To be done:
Only those lines running from the line that contains "Thank you for the photograph. Please indicate the bollard" through the end of the material are to be written out, each exactly as shown.

Rows from a dataset:
________________
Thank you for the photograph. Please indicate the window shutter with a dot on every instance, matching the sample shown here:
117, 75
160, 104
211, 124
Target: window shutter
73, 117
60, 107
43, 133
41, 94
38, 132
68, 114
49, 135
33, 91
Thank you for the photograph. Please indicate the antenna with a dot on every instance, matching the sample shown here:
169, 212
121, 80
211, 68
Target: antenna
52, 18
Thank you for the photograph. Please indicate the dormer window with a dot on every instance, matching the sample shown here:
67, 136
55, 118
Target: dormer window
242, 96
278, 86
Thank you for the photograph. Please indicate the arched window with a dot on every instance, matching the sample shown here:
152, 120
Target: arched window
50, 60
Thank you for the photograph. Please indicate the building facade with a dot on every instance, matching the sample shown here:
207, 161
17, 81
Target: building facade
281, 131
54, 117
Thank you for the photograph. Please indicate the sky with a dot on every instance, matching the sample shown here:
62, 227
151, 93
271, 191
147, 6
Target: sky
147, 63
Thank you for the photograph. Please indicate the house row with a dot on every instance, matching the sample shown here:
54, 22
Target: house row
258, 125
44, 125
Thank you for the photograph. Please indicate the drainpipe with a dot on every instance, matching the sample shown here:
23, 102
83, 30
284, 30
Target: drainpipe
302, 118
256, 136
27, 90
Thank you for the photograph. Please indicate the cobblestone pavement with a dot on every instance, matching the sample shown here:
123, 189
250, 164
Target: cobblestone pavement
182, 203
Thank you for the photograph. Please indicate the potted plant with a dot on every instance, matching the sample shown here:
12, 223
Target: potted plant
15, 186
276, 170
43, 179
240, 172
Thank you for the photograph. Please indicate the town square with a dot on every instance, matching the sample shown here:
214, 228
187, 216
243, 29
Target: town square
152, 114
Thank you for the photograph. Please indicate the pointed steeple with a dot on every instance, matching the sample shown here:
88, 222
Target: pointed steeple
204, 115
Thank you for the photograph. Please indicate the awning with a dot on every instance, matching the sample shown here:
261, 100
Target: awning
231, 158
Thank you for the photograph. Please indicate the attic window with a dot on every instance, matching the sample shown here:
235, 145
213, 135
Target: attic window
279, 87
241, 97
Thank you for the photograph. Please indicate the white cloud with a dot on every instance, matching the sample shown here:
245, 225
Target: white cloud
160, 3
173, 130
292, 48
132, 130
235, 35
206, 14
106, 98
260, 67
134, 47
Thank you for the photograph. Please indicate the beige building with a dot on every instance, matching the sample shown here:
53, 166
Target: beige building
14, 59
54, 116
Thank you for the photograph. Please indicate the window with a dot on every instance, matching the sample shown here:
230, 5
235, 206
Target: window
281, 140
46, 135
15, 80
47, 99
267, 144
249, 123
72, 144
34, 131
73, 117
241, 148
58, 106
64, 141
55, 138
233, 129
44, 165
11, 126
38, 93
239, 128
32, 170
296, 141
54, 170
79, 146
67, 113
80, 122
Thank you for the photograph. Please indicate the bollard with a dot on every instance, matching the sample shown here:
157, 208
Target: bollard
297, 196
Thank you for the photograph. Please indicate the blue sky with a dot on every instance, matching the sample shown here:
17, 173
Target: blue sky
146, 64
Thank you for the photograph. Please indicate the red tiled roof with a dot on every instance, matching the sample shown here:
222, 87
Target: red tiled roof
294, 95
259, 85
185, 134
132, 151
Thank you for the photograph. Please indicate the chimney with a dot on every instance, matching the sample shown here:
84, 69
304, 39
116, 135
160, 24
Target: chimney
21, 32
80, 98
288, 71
________________
Finished task:
Thank you for the photograph. Please indicate the bollard with a dot on every instance, matching the sample shown here:
157, 208
Target: bollard
297, 196
Thank you for the photograph. Please indicate the blue sky with a dot on every instance, matching the sample shown here:
17, 173
Target: blue sky
146, 64
Thank you for the photograph. Please indicate the red tiled roof with a dot on every instance, matching the sample shown here:
222, 87
Target: red tiled roof
294, 95
259, 85
185, 134
132, 151
Thank you for the photograph. Please indicate the chimney with a dot on every instance, matching the sample shown here:
84, 69
304, 39
116, 135
160, 24
Target: chimney
21, 32
80, 98
288, 71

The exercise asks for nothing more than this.